**Records to process**
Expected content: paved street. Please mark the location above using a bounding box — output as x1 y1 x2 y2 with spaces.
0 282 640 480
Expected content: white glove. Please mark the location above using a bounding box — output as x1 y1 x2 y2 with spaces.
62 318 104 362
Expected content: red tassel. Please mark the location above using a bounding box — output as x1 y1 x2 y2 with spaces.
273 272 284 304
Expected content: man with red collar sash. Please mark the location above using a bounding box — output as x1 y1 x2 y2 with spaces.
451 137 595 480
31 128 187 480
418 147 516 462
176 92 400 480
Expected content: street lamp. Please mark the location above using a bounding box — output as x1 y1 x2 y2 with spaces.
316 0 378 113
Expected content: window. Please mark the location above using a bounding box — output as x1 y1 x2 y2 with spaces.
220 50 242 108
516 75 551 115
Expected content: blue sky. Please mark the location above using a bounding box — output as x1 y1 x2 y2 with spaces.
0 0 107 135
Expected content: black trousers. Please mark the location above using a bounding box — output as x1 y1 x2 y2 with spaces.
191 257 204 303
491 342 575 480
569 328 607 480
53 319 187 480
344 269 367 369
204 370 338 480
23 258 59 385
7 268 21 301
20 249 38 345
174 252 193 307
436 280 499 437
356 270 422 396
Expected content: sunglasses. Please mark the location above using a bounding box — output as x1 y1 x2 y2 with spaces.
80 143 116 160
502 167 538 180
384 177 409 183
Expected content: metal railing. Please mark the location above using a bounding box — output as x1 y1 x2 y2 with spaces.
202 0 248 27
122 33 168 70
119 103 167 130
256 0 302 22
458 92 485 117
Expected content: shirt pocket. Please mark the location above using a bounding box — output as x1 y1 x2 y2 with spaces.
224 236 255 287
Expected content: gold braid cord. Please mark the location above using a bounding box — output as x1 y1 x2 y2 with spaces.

**Request**
Turn every line of the records above into a JSON list of strings, one string per line, and leave out any blank lines.

**Result for this exercise**
[
  "Expected content: paved street. Please mark the location above using a bounding box — output as x1 y1 x2 y2 with spaces.",
  "0 282 640 480",
  "Expected content: white glove. Please mark the location above using a bounding box — output as x1 y1 x2 y2 with spaces.",
  "62 318 104 362",
  "Expected content: red tassel. Please mark the location above using a bounding box — output as x1 y1 x2 y2 with spaces.",
  "273 272 284 304",
  "Expected content: man with red collar sash. Please mark the location above using a bounding box — output as x1 y1 x2 y2 with spaces.",
  "451 137 595 480",
  "31 128 187 480",
  "418 147 516 462",
  "176 92 400 480",
  "Expected content: street lamp. Please mark the location above using a bounding box — output as x1 y1 x2 y2 with spaces.",
  "316 0 378 113",
  "Expected content: window. Please mark the location above using a bounding box — output as x1 y1 x2 y2 with spaces.",
  "220 50 242 108",
  "516 75 551 115",
  "Expected content: blue sky. Please mark the location above using a bounding box — output as x1 y1 x2 y2 with spaces.",
  "0 0 107 135",
  "Expected content: black trousers. Please mark the location above using a bounding box — output as x1 y1 x2 y2 with spaces.",
  "191 257 204 303",
  "491 342 575 480",
  "569 328 607 480",
  "53 319 187 480",
  "344 269 367 369",
  "204 370 338 480",
  "23 258 59 385",
  "7 268 21 301",
  "20 249 38 345",
  "174 252 193 307",
  "436 280 499 437",
  "356 270 422 396",
  "Expected content: sunglasses. Please mark the location above using a bounding box — output as x1 y1 x2 y2 with spaces.",
  "80 143 116 160",
  "502 167 538 180",
  "384 177 409 183",
  "Expected content: metal railing. Please mark the location above using a bounding box — output as x1 y1 x2 y2 with spaces.",
  "202 0 248 27",
  "122 33 168 70",
  "119 103 167 130",
  "256 0 302 22",
  "458 92 485 117",
  "Expected content: shirt pocket. Please mark the location above using a bounding box — output as x1 y1 x2 y2 with spaces.",
  "224 236 255 287",
  "Expected content: gold braid cord. Please mark the location above using a bounding box — output as x1 y1 x2 y2 with spaces."
]